Written problem.
Convert the entries into a two-column CSV with the headers "prompt" and "reply", one row per entry: its text and its answer, each in a single quoted field with line breaks replaced by spaces. Omit the pictures.

[Entries from a collection]
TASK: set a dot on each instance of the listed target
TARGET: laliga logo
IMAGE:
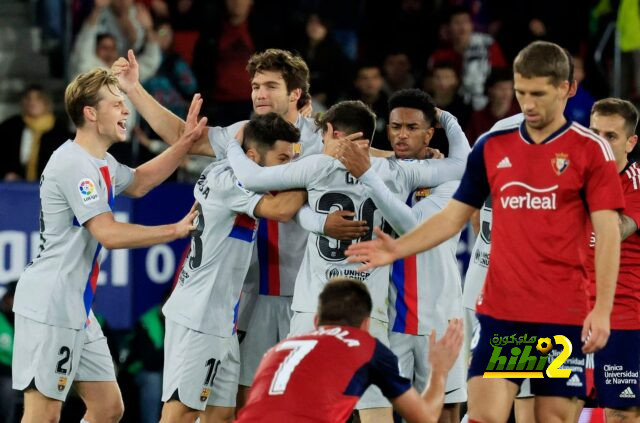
(520, 364)
(533, 198)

Answer for the task.
prompt,reply
"TASK: set a dot on each instance of the listed target TARGET: laliga logo IMAGE:","(520, 364) (533, 198)"